• SOURCE MATERIAL:
================

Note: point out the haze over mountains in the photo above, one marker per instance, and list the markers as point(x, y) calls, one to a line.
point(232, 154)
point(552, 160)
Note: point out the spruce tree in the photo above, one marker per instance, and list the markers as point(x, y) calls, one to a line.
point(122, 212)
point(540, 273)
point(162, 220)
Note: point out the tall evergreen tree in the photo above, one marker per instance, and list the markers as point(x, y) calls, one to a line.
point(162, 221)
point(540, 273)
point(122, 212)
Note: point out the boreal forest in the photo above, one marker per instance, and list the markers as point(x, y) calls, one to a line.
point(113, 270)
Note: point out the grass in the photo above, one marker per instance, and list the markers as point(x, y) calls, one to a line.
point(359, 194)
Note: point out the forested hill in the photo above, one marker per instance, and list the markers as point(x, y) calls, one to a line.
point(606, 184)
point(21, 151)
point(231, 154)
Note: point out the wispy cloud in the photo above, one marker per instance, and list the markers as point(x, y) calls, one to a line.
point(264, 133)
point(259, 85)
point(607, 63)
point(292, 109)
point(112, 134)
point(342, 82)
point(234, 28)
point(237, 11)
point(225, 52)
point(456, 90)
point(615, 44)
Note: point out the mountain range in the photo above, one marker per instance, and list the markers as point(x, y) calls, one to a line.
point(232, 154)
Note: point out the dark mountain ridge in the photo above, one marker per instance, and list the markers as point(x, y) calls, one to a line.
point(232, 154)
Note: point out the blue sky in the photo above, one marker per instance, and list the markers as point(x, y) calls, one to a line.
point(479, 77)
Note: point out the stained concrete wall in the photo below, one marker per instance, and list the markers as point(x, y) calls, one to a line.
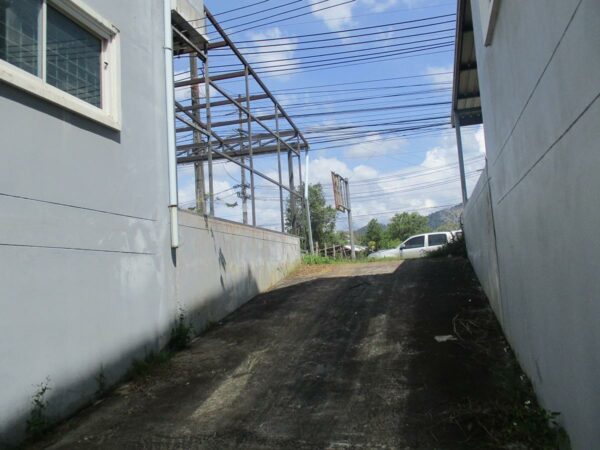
point(540, 95)
point(87, 277)
point(480, 237)
point(221, 265)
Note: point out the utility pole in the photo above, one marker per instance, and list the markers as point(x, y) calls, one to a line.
point(243, 194)
point(341, 195)
point(350, 229)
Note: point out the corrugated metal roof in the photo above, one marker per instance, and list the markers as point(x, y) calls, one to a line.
point(465, 95)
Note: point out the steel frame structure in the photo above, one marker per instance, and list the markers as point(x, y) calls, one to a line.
point(239, 143)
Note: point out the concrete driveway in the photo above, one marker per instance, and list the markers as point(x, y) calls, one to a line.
point(339, 356)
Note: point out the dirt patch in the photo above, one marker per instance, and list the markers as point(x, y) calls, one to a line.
point(338, 356)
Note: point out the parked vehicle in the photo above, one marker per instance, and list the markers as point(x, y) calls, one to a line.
point(418, 246)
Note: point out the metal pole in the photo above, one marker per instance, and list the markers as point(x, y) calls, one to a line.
point(279, 169)
point(250, 143)
point(244, 194)
point(211, 196)
point(198, 165)
point(292, 188)
point(350, 230)
point(308, 220)
point(461, 163)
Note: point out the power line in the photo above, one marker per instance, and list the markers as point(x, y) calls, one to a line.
point(292, 17)
point(238, 9)
point(348, 30)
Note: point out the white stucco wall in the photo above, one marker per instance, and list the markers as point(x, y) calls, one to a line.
point(87, 277)
point(540, 93)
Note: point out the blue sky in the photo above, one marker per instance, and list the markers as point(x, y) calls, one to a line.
point(390, 169)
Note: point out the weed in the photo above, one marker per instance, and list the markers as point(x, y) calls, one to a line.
point(143, 367)
point(317, 259)
point(511, 416)
point(181, 334)
point(38, 422)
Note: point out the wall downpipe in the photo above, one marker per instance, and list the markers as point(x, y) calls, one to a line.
point(170, 105)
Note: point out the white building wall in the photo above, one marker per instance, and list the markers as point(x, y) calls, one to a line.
point(87, 277)
point(540, 93)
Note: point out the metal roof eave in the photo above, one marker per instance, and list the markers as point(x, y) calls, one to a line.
point(466, 101)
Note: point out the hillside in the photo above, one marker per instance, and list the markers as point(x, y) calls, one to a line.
point(449, 216)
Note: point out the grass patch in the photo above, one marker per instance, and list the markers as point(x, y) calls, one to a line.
point(38, 423)
point(317, 260)
point(509, 416)
point(181, 335)
point(144, 367)
point(180, 339)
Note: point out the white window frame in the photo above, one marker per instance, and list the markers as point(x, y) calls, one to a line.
point(488, 12)
point(110, 82)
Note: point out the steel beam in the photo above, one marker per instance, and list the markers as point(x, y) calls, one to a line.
point(249, 113)
point(223, 102)
point(235, 161)
point(202, 80)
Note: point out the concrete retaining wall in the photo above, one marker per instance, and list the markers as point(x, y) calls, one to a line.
point(221, 265)
point(481, 242)
point(87, 278)
point(540, 93)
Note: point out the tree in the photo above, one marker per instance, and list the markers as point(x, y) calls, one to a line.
point(373, 234)
point(404, 225)
point(322, 217)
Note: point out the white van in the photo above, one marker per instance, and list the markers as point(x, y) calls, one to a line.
point(418, 246)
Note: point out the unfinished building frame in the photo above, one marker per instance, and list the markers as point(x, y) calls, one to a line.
point(213, 124)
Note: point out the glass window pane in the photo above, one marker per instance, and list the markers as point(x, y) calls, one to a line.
point(19, 40)
point(437, 239)
point(416, 242)
point(73, 58)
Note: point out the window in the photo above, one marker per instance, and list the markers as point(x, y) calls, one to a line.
point(64, 52)
point(437, 239)
point(416, 242)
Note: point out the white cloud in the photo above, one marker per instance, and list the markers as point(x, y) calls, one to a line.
point(272, 56)
point(378, 6)
point(440, 74)
point(374, 146)
point(376, 193)
point(335, 18)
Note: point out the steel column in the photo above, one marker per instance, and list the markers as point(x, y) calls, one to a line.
point(292, 188)
point(279, 171)
point(252, 193)
point(198, 165)
point(211, 194)
point(243, 193)
point(350, 229)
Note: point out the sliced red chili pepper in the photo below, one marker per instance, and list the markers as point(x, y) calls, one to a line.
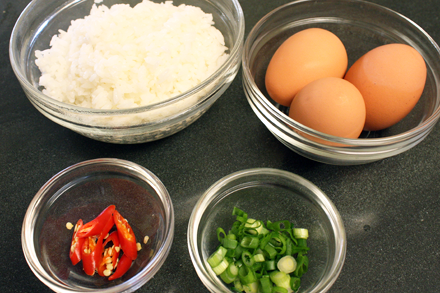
point(123, 265)
point(96, 226)
point(88, 255)
point(76, 244)
point(111, 254)
point(126, 236)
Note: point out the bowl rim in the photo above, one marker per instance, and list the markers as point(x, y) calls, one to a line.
point(235, 53)
point(286, 120)
point(134, 282)
point(330, 209)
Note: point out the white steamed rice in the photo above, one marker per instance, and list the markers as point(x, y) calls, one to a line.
point(122, 57)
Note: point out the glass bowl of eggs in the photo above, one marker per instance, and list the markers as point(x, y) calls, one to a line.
point(112, 72)
point(342, 82)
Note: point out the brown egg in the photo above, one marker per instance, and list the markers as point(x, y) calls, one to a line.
point(391, 79)
point(304, 57)
point(330, 105)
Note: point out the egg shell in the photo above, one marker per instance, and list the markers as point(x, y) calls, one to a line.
point(306, 56)
point(391, 79)
point(330, 105)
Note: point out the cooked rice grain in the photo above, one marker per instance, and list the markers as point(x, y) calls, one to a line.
point(123, 57)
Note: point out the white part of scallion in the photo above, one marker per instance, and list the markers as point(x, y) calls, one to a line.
point(280, 279)
point(251, 288)
point(287, 264)
point(221, 267)
point(216, 258)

================

• REQUIREMENTS:
Please reproduce all of the records above word for word, leaving the pictures out.

• ANSWER FOR THIS EXERCISE:
Note: point out the haze over mountains in the photo above, one marker per instance, and list the markers as point(x, y) calls, one to a line.
point(232, 154)
point(552, 160)
Note: point out the spruce tree in the photo above, one marker per instance, and list the markers as point(x, y) calls, one to a line.
point(122, 212)
point(540, 273)
point(162, 220)
Note: point out the tall evergreen tree in the photo above, one marker per instance, and list the markers as point(x, y) calls, one to a line.
point(162, 221)
point(540, 273)
point(122, 212)
Note: point out the boreal forest in the photo above, one marker per instance, and list the markers as point(x, y) calls, one to a line.
point(113, 270)
Note: point out the grass in the photo above, one marker per instance, and list the markers as point(x, y) calls, one to a line.
point(359, 194)
Note: point out the forested hill in the photo above, one marker per instance, and list the markers as point(x, y) calls, one to a line.
point(606, 184)
point(21, 151)
point(231, 154)
Note: point out the wispy cloud in the photo above, one marker per instance, and list the markers as point(x, y) calls, one to a line.
point(264, 133)
point(259, 85)
point(607, 63)
point(292, 109)
point(112, 134)
point(342, 82)
point(234, 28)
point(237, 11)
point(225, 52)
point(456, 90)
point(615, 44)
Note: point out the mountain range in the photo above, one marker per instance, and list the markers as point(x, y) calls, one to a line.
point(232, 154)
Note: point out the dark mountain ridge in the photo above, one marker per instance, and list the markers as point(x, y) calls, one to a line.
point(232, 154)
Note: point out the blue sky in the photo above, one marker per instance, and list the markers as point(x, y) calls, one to a line.
point(479, 77)
Note: point out the stained concrete wall in the photo below, one marker per instance, and list the markers as point(x, y) calls, one to a line.
point(540, 95)
point(87, 277)
point(480, 237)
point(221, 265)
Note: point out the utility pole in the photo above, one marker per instance, and list the markers as point(x, y) calls, one to a line.
point(243, 194)
point(341, 195)
point(350, 229)
Note: point out the corrugated metal roof in the photo above, one marker per instance, and list the markers as point(x, y) calls, one to a line.
point(465, 95)
Note: point out the steel frame structure in the photo above, one marker per instance, and list the markers as point(x, y) calls, one to a line.
point(239, 143)
Note: point out the concrete driveway in the photo above, one marker per instance, and list the markers as point(x, y) calls, one to a line.
point(339, 356)
Note: point out the dirt patch in the photo above, one marker per instance, and list the markers as point(x, y) calls, one to a line.
point(338, 356)
Note: point out the parked vehicle in the photo above, one marker per instance, and list the markers as point(x, y) calls, one to a line.
point(418, 246)
Note: point out the metal pole in the photo above, one marker per instance, and list the markers as point(x, y) calls, one to a line.
point(279, 169)
point(250, 143)
point(244, 194)
point(211, 196)
point(198, 165)
point(292, 188)
point(350, 230)
point(308, 220)
point(461, 163)
Note: point out the power line in the photo above, one marker per instance, and list the markers as point(x, y) calls, one to a line.
point(292, 17)
point(238, 9)
point(348, 30)
Note: point out the white stucco wall in the photo above, one marker per instance, and list the markers as point(x, y) calls, one to a line.
point(87, 277)
point(540, 93)
Note: point out the blue sky in the photo above, one marker per instance, and list the markers as point(x, y) calls, one to a line.
point(390, 169)
Note: point out the weed in the photo above, one marker per instance, and list the markers as point(x, y) calls, one to a line.
point(143, 367)
point(317, 259)
point(511, 416)
point(181, 334)
point(38, 422)
Note: point out the wall downpipe in the photo above, one marker per instance, and list the markers as point(x, y) calls, one to a line.
point(170, 105)
Note: point out the white building wall in the photo above, one marker per instance, and list the markers as point(x, y) calls, one to a line.
point(87, 277)
point(540, 93)
Note: point out the metal roof eave in the photo above, one marker per instance, and list the markers as point(x, y) calls, one to a line.
point(466, 101)
Note: point out the hillside in the photo above, one marker per instance, and list the markers as point(x, y) calls, one to a line.
point(449, 216)
Note: point out the grass patch in the photo above, one marker per instance, and list the markers as point(x, y) calls, one to a line.
point(38, 423)
point(317, 260)
point(509, 416)
point(181, 335)
point(144, 367)
point(180, 339)
Note: point out the white window frame in the photo above, one marker per instance, and list the markers as point(x, y) calls, one to a line.
point(488, 12)
point(110, 82)
Note: point out the steel beam in the photo above, one marker per instance, and list the markers as point(x, y) calls, one to a line.
point(249, 113)
point(223, 102)
point(235, 161)
point(202, 80)
Note: point out the concrete retaining wall in the photo above, one marker per instance, and list the markers as point(x, y) calls, one to a line.
point(221, 265)
point(481, 242)
point(87, 278)
point(540, 93)
Note: point out the tree in the photo above, one marker per instance, and list the markers as point(x, y) calls, one to a line.
point(373, 234)
point(404, 225)
point(322, 217)
Note: point out the white van in the photo above, one marker per instance, and list the markers as point(x, y) calls, one to a line.
point(418, 246)
Note: point out the unfinished building frame in the photo above, one marker per instance, and list the markers as point(x, y) calls, one to a line.
point(213, 124)
Note: point out the glass window pane in the photo above, one marker per instance, and list the markers as point(x, y) calls, one to a line.
point(19, 40)
point(437, 239)
point(416, 242)
point(73, 58)
Note: point out the window in the photo above, one marker per instance, and list the markers as point(x, y) calls, one to a line.
point(64, 52)
point(437, 239)
point(416, 242)
Note: point out the white cloud in the photo above, one marker per instance, and list the markers as point(x, y) calls, one to a line.
point(272, 56)
point(378, 6)
point(440, 74)
point(374, 146)
point(376, 193)
point(335, 18)
Note: point out the steel column in the photo above, one marker per instance, and list the markers as point(x, y) calls, one to a line.
point(292, 188)
point(279, 171)
point(252, 193)
point(198, 165)
point(211, 194)
point(243, 193)
point(350, 229)
Note: point out the sliced red chili pepper in the photo below, one marker per instance, and list the markers as point(x, y) calls, one to a line.
point(123, 265)
point(96, 226)
point(88, 255)
point(76, 244)
point(111, 254)
point(126, 236)
Note: point out the bowl rim in the photo above, one marker per instance, and list the markers as point(x, y) calls, one to a line.
point(235, 53)
point(286, 120)
point(134, 282)
point(330, 209)
Note: point out the white steamed rice in the photo above, one marker per instance, and list the markers as point(x, y) calls, one to a line.
point(122, 57)
Note: point out the glass bowl of eggs in the photo above, one marker per instance, and list the markers as point(x, y) calls, one to a line.
point(112, 72)
point(342, 82)
Note: point out the brown egg in the photo above, one marker per instance, and list the markers as point(x, y) calls, one to a line.
point(391, 79)
point(304, 57)
point(330, 105)
Note: point out the egg shell in the photo above, one marker per instance, and list the markers as point(x, y) calls, one to a line.
point(306, 56)
point(391, 79)
point(330, 105)
Note: point out the cooked rice grain in the photo above, one marker per instance, and list the markers as point(x, y) calls, one to a line.
point(123, 57)
Note: point out the white part of scallion in the photo above, one marker per instance, and list the markers as point(x, y) calls, one to a line.
point(280, 279)
point(251, 288)
point(287, 264)
point(221, 267)
point(216, 258)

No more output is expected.